_Page:_
A polar bear shot dead after it attacked a crew member from a cruise ship on Svalbard this summer now raises questions on whether drones could be used to check the shores before making Zodiac landings. But authorities and the cruise industry itself are skeptical.
A fast-growing number of expedition cruise ships are sailing the Arctic, and spotting a polar bear is for many a highlight of the voyage. Though cute, the polar bear is a predator and a human entering its territory could easily be considered a possible meal by the bear.
At Svalbard, Norway’s Arctic archipelago, five fatal polar bear attacks have been recorded since the 1970s.
This season, a cruise ship crew member survived with injuries after being attacked shortly after going onshore to check if a beach was safe for tourists to land. Two other crew members shot the bear just before the attack could have turned fatal.
Before Zodiac landings with tourists, guides and crew members have to make sure the surrounding areas of a beach are safe and free of polar bears. Guards go ashore after scanning the beach from the ship and zodiacs.
A challenge, though, is looking behind rocks or small elevations in the terrain.
Police Chief Inspector Espen Olsen with the Governor of Svalbard will not conclude on this summer’s attack since the incident is still under investigation. Shooting a polar bear dead is a serious case. Eye witnesses to the sight, however, have explained how the bear suddenly came running from a small vale uphill from the beach and how the attacked guard was unable to react himself.
The German cruise company Hapag-Llyod Cruises, which operates the MS Bremen said the bear was shot “in an act of self-defense” by two other guards that prepared for the tourists’ shore leave.
Initially, the group attempted to scare away the bear by making loud noises as well as firing with a signal pistol, but without effect.
The advantage of using drones
With a drone, crew members preparing for shore leaves could check a larger area and also behind hills and valleys not visible from the seaside. A hidden polar bear would be spotted from the air. Today’s drones are cheap, have good live-view cameras and can fly kilometers away.

_Exercise task 1:_
How many fatal polar bear attacks does the article on polar bears and drones at Svalbard say have been recorded there since the 1970s?
_Exercise task 2:_
Write the next part of the article on polar bears and drones at Svalbard, picking up right after its final sentence.

_Collected material:_
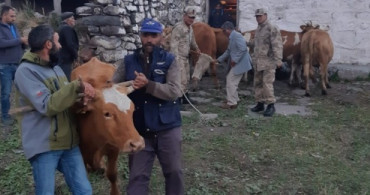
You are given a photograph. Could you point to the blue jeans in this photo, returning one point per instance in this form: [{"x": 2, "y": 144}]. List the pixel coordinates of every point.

_Written reply 1:_
Five.

_Written reply 2:_
“This is something that could be considered when new regulations for drones are made”, says Espen Olsen with the Governor’s office.
Olsen, however, underlines many arguments against using drones and says it might very well not be a good solution.
“There are several regulations coming aimed at limiting the use of drones in protected areas at Svalbard and it is not certain this is a solution that will be realized,” the Police Chief Inspector says to the Barents Observer. He also points to common EU regulations on the use of drones.
Disturbing wildlife is strictly prohibited on Svalbard.
Dangers for wildlife
Frigg Jørgensen, Executive Director of the Association of Arctic Expedition Cruise Operators (AECO) agrees with the Governor’s Office that drones should be used with caution in the context of Arctic nature and wildlife.
She tells the Barents Observer that drones should be subject to comprehensive regulations and strict oversight to avoid disturbance of local wildlife. “Drones are a relatively new technology that have recently become more available and accessible. There is limited knowledge of how the presence of drones may affect birds and animals in the Arctic region”, Frigg Jørgensen explains.
“If polar bear reconnaissance by drones becomes common or recommended practice, it would be necessary to develop detailed regulations and guidelines to ensure that drone operators show caution and consideration.”
With an office in Longyearbyen, Svalbard’s largest town, AECO aims at supporting environmental friendly and safe tourism in the Arctic.
Fridd Jørgensen says her association’s members which operates expedition ships around Svalbard have banned the recreational use of drones by passengers.
“There could also be a risk that drones could be used to seek out and disturb polar pears or otherwise disturb wildlife under the pretext of doing reconnaissance,” she warns.
“Operators may use drones for operational purposes, e.g. reconnaissance, but must ensure that the usage does not come in conflict with other AECO guidelines, such as the strict principle of non-disturbance of wildlife,” Jørgensen tells.
For AECO, caution is an important keyword for all sailings in Arctic waters. That includes reducing the risk of pollutions, like lost drones. The Executive Director also points to the risk of drones disturbing passengers’ wilderness experience.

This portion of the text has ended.